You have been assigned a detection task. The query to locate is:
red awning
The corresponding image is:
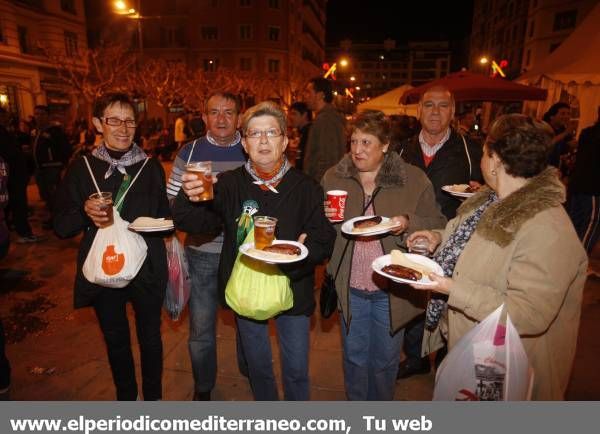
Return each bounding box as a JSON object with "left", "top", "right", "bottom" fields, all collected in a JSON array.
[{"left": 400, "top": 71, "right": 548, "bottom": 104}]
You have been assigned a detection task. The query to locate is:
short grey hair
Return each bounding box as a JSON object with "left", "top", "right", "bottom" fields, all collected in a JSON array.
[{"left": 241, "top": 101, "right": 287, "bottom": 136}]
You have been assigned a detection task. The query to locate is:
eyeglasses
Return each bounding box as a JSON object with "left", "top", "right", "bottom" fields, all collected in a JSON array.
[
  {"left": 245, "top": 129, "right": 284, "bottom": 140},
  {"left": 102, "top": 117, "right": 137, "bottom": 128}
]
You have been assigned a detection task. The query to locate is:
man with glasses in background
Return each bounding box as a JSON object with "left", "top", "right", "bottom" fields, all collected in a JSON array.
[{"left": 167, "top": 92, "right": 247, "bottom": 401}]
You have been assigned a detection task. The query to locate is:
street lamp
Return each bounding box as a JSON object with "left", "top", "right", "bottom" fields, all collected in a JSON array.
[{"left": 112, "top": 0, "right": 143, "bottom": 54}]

WHAT YOU ARE ASKED TO DO:
The answer must be the entries above, printed exactly, with no pictures.

EXERCISE RESULT:
You have been assigned a detection task. The query to locate is:
red awning
The corresponding image is:
Return each bounding box as a JSON object with "left", "top", "right", "bottom" fields, all collected in a JSON array.
[{"left": 400, "top": 71, "right": 548, "bottom": 104}]
You have been assigned a detection task. The query to locate is:
short grey hair
Return each bounding box as a JSON object with "left", "top", "right", "bottom" fields, all collected in a JSON array.
[{"left": 241, "top": 101, "right": 287, "bottom": 136}]
You have been assigned a detection task. The query to locate is:
eyeglasses
Return each bounding box as a JSON object with "left", "top", "right", "bottom" fields, all collected in a JSON array.
[
  {"left": 245, "top": 129, "right": 284, "bottom": 140},
  {"left": 102, "top": 117, "right": 137, "bottom": 128}
]
You have been assigned a detection task. The query to locate is:
man with glasses in background
Return each bounding box as a JSON object with "left", "top", "right", "bottom" fields, all collected in a JSON array.
[{"left": 167, "top": 92, "right": 247, "bottom": 401}]
You have been assigned a detection task. The query to locate is:
street lamp
Return each bounding box as a JSON object with "left", "top", "right", "bottom" fields, all collected in a JSON array.
[{"left": 112, "top": 0, "right": 143, "bottom": 54}]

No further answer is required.